> **Text segment**
━━━━━━━━━━
The NAO made a number of recommendations to improve the commission’s regulation of charities and to strengthen its powers. Further calls for stronger powers were made by the Prime Minister’s extremism taskforce and the Home Affairs Select Committee. When the NAO published its report, the previous Government published proposals to give the commission new powers. After public consultation, these proposals were refined and a draft Bill was published. Following pre-legislative scrutiny, further changes were made. Thanks to all of this and the contributions of so many noble Lords, the proposals have been well scrutinised and the Bill before your Lordships today is much improved as a result.
The measures in the Bill are, of course, just one strand of a much-bigger strategy to improve the commission’s regulatory effectiveness. The commission now has strong leadership; it has set itself new priorities; and it has received an additional £9 million over three years. This will help it move more of its services online and, crucially, bolster its capacity to identify and tackle abuse and mismanagement in charities. The NAO has followed up its report and acknowledged that good, early progress has been made.
However, there is no point in the Charity Commission working harder to seek out abuse if the commission cannot act effectively when it finds abuse. So the bulk of the Bill is devoted to ensuring that the commission has new or extended powers, of which I would like briefly to highlight five. First, a new official warning power would enable the Charity Commission to take a more proportionate approach to low-level misconduct and mismanagement. The Charity Commission already can and does engage with charities when this happens, but it finds that up to 30% of charities contacted fail to respond adequately to its guidance.
Secondly, the existing criteria, which automatically disqualify a person from being a charity trustee, would be extended to include people with unspent convictions for money laundering, terrorism offences, bribery, misconduct in public office and perjury, and individuals subject to a terrorist asset-freezing designation. Disqualification would be extended to senior management positions as well.
━━━━━━━━━━
> **Stated exercise 1**
Repeat the Charities Bill speech between "Secondly, the existing" and "positions as well.", inclusive, and swap "money laundering" for "tax evasion".
> **Stated exercise 2**
Pick up the Charities Bill speech after its final sentence and write the next part.
━━━━━━━━━━
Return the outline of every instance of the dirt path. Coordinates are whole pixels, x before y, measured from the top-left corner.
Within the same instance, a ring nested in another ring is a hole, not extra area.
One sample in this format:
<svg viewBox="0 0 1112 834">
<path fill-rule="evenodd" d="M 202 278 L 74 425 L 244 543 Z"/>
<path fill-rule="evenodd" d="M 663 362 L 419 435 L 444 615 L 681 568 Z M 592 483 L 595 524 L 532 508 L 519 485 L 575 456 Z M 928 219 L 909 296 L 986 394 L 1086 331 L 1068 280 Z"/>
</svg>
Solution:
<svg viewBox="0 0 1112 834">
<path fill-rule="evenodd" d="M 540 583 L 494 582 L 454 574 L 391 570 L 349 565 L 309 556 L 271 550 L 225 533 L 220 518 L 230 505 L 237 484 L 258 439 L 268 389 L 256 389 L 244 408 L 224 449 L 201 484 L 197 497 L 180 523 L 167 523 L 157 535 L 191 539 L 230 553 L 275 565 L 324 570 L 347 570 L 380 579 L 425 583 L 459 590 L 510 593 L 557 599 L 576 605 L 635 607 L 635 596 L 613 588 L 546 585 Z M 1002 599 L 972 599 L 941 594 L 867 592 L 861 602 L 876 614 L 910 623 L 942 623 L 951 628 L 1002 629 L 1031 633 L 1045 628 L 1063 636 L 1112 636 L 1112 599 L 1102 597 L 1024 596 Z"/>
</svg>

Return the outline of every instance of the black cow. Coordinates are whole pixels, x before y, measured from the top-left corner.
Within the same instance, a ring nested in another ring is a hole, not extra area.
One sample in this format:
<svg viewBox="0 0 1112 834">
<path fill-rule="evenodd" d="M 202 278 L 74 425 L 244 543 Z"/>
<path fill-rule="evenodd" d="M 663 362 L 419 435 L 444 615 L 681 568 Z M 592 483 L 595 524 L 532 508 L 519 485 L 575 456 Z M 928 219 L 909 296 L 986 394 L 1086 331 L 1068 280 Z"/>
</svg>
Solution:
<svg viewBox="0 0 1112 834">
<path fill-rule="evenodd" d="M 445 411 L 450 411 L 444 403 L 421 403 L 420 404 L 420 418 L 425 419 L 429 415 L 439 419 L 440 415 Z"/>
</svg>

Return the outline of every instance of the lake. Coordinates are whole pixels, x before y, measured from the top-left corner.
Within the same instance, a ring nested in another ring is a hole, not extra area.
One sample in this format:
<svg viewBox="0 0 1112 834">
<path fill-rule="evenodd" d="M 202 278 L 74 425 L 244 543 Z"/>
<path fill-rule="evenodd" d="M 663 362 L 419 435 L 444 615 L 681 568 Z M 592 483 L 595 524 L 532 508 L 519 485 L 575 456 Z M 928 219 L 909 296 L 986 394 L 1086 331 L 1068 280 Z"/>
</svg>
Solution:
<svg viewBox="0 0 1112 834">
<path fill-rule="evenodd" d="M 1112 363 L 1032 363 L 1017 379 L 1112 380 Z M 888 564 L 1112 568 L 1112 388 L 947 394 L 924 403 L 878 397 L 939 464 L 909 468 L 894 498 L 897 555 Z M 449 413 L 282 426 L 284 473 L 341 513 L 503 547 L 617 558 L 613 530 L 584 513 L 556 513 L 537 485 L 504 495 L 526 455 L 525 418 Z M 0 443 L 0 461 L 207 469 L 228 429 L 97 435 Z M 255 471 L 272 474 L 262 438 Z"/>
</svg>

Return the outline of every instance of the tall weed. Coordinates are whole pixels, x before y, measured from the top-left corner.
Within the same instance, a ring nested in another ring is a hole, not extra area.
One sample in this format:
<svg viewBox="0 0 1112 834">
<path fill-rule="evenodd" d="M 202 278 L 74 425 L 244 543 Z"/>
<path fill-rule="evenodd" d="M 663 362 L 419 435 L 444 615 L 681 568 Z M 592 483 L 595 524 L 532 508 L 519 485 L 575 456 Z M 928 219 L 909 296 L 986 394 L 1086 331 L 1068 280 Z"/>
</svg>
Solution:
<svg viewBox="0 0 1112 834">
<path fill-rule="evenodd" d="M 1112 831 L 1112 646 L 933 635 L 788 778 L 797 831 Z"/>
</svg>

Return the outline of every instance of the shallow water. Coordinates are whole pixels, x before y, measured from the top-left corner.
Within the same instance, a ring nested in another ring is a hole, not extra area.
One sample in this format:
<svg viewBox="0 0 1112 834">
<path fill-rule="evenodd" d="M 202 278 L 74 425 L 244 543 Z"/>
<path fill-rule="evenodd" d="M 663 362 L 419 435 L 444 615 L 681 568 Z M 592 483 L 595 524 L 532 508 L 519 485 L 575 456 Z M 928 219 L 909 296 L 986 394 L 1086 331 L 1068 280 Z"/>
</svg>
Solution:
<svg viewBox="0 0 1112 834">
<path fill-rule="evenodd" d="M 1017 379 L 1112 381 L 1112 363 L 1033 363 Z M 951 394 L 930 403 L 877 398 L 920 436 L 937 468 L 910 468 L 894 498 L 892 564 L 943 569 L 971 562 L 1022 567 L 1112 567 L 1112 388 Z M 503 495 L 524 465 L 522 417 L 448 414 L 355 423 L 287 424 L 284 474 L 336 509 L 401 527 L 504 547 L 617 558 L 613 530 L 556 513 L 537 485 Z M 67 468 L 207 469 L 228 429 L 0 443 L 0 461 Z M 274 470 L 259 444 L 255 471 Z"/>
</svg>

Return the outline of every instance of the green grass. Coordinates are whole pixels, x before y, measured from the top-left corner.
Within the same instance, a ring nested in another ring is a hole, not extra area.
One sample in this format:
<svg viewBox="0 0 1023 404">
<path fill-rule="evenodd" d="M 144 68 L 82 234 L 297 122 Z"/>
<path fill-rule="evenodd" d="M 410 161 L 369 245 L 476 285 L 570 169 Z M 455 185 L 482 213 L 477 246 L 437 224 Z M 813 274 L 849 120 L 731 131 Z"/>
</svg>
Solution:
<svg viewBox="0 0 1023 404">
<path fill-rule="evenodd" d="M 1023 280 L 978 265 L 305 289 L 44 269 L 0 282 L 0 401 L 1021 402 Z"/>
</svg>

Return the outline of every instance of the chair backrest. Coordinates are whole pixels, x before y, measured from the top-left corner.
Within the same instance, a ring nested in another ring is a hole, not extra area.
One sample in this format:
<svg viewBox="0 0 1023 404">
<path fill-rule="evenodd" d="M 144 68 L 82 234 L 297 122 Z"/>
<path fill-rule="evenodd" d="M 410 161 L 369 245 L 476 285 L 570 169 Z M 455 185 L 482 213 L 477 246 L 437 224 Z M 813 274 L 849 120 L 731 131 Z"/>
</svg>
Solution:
━━━━━━━━━━
> **Task answer 1**
Secondly, the existing criteria, which automatically disqualify a person from being a charity trustee, would be extended to include people with unspent convictions for tax evasion, terrorism offences, bribery, misconduct in public office and perjury, and individuals subject to a terrorist asset-freezing designation. Disqualification would be extended to senior management positions as well.

> **Task answer 2**
Thirdly, the Bill would give the Charity Commission a power to disqualify individuals whose conduct makes them unfit to be a charity trustee. The commission would be able to act subject to three tests: criteria would have to be met relating to the person’s past or present conduct; the commission would have to consider the person unfit to serve as a charity trustee; and the commission would have to be satisfied that disqualification was expedient in the public interest. The power is accompanied by several safeguards, including for the tribunal to consider the matter afresh on appeal.
Fourthly, the Bill would give the Charity Commission a power to direct that a charity be wound up following a statutory inquiry; and fifthly; trustees have been known to resign from a charity before the commission removes them, and then to become trustees of another charity. The Bill would close this loophole.
I know that, like me, your Lordships will want to be satisfied that there are appropriate safeguards governing the use of all these powers, so it is worth reminding the House that, under the Charities Act 2011, the Charity Commission has a duty to act in a way which is proportionate, accountable, consistent, transparent and targeted only at cases in which action is needed. Furthermore, the exercise by the commission of all of the proposed powers in the bill regarding trustees is open to legal challenge, principally by a right of appeal to the Charity Tribunal.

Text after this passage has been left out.